### Task goal
Rewrite only the data starting with the line containing "segment sky" and going on through the line containing "[[[128,22],[128,20],[119,20],[118,22]]]", both ends included, keeping every line. Shift each outline coordinate by adding 137 to it.

[Segmentation data excerpts]
- - - - -

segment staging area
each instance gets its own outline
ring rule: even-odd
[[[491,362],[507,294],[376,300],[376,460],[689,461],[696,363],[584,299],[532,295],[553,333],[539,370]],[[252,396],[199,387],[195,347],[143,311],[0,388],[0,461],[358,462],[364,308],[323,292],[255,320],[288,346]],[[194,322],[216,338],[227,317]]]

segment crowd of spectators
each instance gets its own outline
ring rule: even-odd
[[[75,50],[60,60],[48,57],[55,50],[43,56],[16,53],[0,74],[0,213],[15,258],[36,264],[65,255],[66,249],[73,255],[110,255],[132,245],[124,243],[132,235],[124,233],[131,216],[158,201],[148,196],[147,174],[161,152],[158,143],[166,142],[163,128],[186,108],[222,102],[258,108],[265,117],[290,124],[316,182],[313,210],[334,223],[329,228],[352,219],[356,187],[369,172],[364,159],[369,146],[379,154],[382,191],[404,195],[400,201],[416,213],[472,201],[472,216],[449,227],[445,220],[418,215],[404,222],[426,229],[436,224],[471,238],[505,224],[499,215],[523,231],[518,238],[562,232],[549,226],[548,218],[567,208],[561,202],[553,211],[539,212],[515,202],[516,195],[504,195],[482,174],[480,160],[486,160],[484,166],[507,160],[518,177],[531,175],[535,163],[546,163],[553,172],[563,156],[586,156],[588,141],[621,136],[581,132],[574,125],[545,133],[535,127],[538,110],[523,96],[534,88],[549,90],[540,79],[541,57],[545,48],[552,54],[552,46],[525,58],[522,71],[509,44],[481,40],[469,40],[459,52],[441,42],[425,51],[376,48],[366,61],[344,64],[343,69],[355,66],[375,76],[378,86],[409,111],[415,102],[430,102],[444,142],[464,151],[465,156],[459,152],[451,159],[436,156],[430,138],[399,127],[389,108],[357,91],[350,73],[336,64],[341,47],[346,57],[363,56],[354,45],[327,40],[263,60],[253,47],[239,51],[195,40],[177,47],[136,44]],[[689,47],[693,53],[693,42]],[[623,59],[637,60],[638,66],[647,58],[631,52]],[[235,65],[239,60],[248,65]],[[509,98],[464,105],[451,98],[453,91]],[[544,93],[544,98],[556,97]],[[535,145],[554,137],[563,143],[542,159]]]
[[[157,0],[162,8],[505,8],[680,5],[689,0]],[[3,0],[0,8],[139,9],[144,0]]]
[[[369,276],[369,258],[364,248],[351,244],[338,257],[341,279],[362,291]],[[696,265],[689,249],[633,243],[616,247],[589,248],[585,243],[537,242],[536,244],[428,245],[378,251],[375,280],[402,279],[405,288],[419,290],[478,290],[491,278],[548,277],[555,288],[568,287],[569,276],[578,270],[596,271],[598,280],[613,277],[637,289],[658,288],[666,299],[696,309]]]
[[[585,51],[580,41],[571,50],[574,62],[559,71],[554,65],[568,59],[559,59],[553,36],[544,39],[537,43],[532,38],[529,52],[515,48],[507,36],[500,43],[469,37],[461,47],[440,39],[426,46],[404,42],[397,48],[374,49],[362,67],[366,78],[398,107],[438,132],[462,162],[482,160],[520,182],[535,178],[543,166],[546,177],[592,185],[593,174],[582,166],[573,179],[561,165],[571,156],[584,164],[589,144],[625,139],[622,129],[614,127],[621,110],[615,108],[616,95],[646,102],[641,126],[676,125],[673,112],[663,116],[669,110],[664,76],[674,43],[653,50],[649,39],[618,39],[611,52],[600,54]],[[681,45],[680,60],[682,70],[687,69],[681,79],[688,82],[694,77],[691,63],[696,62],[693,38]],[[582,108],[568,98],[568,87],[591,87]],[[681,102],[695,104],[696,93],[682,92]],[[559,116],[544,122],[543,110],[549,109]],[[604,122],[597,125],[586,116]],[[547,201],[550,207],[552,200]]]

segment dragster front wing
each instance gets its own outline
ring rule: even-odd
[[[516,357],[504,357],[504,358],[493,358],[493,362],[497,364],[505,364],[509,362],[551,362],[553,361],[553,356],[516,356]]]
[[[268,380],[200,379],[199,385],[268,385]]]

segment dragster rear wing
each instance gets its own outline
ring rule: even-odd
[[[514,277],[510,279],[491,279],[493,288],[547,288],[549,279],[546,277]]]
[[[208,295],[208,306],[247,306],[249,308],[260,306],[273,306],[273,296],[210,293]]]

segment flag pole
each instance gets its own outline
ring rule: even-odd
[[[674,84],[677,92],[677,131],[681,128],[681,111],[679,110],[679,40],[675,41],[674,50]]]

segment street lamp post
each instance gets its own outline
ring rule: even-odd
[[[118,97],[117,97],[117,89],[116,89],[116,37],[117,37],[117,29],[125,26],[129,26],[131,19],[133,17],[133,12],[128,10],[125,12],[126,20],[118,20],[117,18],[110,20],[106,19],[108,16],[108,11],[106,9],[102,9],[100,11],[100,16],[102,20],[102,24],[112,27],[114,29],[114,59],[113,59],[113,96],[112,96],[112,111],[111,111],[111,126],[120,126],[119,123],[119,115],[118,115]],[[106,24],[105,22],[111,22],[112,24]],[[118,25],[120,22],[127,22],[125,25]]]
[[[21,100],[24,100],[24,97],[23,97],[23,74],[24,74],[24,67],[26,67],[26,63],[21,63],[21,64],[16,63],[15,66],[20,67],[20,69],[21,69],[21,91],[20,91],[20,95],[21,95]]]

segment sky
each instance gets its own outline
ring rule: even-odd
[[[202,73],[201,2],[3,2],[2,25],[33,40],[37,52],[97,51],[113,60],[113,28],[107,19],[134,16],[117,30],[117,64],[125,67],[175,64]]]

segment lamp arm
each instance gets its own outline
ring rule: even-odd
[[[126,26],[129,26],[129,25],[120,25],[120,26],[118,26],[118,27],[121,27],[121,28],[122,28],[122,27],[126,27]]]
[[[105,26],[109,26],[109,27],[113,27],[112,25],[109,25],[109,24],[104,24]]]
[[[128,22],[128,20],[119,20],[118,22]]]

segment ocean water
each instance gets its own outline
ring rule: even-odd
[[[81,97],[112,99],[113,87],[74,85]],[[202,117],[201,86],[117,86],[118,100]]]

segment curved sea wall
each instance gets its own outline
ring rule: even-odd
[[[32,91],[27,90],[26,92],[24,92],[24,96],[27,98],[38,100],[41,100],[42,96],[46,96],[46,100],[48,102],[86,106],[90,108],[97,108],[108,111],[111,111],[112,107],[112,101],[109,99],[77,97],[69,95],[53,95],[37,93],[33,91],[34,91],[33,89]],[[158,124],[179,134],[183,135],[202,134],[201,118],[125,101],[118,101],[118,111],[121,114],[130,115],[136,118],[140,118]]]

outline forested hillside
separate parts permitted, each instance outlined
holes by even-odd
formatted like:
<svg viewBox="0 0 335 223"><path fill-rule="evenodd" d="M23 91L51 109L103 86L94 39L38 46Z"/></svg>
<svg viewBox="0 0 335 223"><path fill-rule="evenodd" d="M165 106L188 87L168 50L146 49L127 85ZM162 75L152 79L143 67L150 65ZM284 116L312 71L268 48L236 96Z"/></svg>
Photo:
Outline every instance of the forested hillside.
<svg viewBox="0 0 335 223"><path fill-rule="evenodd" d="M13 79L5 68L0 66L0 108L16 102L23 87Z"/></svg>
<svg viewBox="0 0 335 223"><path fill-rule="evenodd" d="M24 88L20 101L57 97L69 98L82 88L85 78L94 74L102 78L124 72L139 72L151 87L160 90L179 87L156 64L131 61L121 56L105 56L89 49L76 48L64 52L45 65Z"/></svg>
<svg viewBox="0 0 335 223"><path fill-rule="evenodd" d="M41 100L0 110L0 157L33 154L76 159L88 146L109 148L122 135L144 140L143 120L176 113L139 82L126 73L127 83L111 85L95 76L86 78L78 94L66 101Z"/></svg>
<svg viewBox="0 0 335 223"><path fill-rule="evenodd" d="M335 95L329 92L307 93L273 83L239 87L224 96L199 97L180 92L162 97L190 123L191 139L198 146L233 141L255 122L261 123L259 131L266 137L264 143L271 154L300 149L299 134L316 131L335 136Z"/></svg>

- - - - -

### Written answer
segment sky
each instance gets its own outline
ring rule: even-odd
[[[339,210],[338,139],[140,139],[139,162],[170,177],[174,189],[234,188],[250,197],[250,165],[244,156],[271,153],[254,167],[254,201],[262,204],[312,201]]]

segment lamp arm
each instance gets its own outline
ring rule: even-odd
[[[263,163],[266,163],[266,162],[257,162],[257,163],[255,163],[255,164],[258,164],[258,165],[259,165],[259,164],[263,164]]]
[[[242,163],[246,163],[246,164],[250,164],[249,162],[246,162],[246,161],[241,161]]]
[[[265,159],[265,157],[256,157],[255,159]]]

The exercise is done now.